Work order –
Once every line in the data that follows has been checked for the word "white", give only the number of lines that hold it.

BEGIN Provided records

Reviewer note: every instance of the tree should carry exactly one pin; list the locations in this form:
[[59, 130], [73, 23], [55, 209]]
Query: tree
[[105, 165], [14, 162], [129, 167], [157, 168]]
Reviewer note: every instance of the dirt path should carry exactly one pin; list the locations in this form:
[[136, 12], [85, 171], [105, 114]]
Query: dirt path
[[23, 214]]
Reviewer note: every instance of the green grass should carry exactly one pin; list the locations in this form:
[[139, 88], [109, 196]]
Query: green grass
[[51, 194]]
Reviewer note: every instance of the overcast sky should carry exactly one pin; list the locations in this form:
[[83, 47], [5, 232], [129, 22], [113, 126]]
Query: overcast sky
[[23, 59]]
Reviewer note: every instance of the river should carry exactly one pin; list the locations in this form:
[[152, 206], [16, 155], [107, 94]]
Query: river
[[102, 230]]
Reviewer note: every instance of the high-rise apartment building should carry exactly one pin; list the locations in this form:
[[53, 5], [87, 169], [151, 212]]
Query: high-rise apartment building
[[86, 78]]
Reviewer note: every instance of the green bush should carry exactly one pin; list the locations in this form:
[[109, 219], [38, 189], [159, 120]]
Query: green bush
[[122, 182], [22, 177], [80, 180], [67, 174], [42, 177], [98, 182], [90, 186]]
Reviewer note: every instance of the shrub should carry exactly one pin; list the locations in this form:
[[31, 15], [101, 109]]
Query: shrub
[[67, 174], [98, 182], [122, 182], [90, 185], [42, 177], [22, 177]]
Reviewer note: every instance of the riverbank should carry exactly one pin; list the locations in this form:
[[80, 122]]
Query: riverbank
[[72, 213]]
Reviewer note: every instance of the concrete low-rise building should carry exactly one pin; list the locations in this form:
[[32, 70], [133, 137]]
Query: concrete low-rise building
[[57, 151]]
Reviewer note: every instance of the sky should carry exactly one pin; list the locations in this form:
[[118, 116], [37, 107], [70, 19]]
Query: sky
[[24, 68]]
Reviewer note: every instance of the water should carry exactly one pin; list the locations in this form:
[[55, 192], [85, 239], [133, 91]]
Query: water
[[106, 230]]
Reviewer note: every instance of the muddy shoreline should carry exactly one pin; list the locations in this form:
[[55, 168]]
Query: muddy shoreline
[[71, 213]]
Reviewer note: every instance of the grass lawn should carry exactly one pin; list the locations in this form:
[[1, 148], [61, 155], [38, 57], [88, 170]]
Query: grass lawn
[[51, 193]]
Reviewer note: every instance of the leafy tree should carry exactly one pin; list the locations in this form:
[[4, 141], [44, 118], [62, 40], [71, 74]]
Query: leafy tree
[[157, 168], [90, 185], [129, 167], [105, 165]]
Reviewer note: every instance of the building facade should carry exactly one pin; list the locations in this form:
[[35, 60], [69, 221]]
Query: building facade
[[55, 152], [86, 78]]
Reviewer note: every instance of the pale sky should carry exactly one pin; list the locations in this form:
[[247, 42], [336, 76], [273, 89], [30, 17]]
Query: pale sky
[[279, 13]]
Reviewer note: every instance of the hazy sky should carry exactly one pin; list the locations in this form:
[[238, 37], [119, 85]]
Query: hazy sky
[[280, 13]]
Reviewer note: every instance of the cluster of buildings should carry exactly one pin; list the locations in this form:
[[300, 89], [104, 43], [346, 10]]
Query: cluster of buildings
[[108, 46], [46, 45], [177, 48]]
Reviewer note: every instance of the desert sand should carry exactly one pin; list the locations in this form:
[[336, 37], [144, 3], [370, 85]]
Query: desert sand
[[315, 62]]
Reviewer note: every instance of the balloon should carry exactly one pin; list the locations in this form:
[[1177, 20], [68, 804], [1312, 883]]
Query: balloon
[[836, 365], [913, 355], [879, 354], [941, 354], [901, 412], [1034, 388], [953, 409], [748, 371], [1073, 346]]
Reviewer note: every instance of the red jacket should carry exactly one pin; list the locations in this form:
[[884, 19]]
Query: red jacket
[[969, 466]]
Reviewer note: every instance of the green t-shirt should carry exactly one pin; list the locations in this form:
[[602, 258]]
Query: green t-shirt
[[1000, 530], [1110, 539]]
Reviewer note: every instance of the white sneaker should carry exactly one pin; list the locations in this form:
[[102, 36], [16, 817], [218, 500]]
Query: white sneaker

END Provided records

Exercise solution –
2